From: Erzilidanto@aol.com


******
For full MADRE text, go to:
http://www.madre.org/country_haiti_abductingdemocracy.html


ABDUCTING DEMOCRACY:
A MADRE STATEMENT ON HAITI’S 33RD COUP D’ETAT


By Yifat Susskind, Associate Director
March 2004

On February 29, 2004, Haiti’s first democratically elected president,
Jean-Bertrand Aristide, was overthrown for the second time in 13 years. The
opposition gangs that placed millions of Haitians under siege are armed with
sophisticated weapons, including US-made M-16s and rocket-propelled grenade launchers.
This was no popular insurgency from Haiti’s grassroots, but a military
operation funded and orchestrated by the US. The nucleus of the armed opposition is
the FRAPH paramilitary that overthrew Aristide in 1991. When the US restored
Aristide to power in 1994, the Marines were ordered not to disarm the FRAPH.

## Exercise data
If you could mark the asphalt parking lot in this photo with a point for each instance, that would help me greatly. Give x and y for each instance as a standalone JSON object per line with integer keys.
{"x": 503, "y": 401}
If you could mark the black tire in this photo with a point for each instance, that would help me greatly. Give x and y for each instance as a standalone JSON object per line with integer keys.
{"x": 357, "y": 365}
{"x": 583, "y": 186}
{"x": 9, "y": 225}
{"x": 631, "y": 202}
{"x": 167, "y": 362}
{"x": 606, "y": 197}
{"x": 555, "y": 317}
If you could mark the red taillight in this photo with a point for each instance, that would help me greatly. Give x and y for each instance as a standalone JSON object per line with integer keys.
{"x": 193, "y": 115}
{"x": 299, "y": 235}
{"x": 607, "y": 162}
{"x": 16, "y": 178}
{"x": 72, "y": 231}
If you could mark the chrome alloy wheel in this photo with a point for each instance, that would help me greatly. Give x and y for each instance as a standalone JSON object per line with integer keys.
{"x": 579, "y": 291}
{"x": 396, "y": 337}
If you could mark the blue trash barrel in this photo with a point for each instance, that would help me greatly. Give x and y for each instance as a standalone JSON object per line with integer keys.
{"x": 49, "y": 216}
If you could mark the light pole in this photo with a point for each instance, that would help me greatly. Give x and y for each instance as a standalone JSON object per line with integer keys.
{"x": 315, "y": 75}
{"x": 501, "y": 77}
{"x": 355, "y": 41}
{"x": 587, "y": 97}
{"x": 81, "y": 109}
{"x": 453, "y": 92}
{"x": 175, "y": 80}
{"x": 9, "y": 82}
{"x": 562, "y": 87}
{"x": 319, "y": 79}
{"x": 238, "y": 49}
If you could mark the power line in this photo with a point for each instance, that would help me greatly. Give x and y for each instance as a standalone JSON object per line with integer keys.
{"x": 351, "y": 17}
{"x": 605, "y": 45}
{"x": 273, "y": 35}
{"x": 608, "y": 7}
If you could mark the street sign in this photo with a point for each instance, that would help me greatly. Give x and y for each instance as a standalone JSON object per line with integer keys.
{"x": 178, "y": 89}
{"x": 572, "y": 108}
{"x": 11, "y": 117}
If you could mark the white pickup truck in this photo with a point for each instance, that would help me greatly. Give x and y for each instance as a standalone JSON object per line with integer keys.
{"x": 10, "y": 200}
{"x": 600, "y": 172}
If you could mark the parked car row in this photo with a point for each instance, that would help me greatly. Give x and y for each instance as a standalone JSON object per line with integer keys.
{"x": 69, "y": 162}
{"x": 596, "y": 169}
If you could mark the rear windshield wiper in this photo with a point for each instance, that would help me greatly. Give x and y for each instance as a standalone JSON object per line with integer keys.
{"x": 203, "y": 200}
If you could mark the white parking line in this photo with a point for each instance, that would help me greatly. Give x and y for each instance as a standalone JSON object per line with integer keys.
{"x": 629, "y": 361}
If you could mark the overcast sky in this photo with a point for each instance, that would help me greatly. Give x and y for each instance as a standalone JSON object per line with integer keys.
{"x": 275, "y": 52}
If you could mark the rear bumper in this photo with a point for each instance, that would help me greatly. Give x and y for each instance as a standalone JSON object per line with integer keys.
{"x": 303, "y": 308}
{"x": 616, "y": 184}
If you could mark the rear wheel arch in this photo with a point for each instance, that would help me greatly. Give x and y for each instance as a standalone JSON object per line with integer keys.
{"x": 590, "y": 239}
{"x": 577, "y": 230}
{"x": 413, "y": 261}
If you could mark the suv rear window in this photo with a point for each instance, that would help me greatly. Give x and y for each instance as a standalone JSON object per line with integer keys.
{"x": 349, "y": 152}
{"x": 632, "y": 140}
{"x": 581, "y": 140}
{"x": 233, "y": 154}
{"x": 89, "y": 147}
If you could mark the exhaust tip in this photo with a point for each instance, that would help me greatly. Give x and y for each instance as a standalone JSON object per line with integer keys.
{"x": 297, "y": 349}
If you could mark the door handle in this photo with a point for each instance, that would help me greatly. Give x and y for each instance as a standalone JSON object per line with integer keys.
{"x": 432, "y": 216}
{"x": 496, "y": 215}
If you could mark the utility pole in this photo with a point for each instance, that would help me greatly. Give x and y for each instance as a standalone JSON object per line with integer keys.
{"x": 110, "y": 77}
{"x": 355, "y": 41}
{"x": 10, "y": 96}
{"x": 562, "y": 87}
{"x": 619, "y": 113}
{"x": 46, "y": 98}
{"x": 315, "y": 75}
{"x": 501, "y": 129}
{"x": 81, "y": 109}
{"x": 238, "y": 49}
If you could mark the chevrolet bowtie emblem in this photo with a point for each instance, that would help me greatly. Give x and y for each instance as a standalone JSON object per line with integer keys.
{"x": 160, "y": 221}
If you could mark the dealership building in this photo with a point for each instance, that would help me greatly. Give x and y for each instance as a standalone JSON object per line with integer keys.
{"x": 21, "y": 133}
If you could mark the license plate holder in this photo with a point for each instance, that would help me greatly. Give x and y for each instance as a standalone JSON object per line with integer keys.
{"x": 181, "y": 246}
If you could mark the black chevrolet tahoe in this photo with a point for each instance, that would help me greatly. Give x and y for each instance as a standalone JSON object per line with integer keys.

## What the exercise asks
Reproduce the passage of the statement on Haiti's 2004 coup starting with "On February 29, 2004, Haiti’s" and going on through "disarm the FRAPH.".

## Result of the task
On February 29, 2004, Haiti’s first democratically elected president,
Jean-Bertrand Aristide, was overthrown for the second time in 13 years. The
opposition gangs that placed millions of Haitians under siege are armed with
sophisticated weapons, including US-made M-16s and rocket-propelled grenade launchers.
This was no popular insurgency from Haiti’s grassroots, but a military
operation funded and orchestrated by the US. The nucleus of the armed opposition is
the FRAPH paramilitary that overthrew Aristide in 1991. When the US restored
Aristide to power in 1994, the Marines were ordered not to disarm the FRAPH.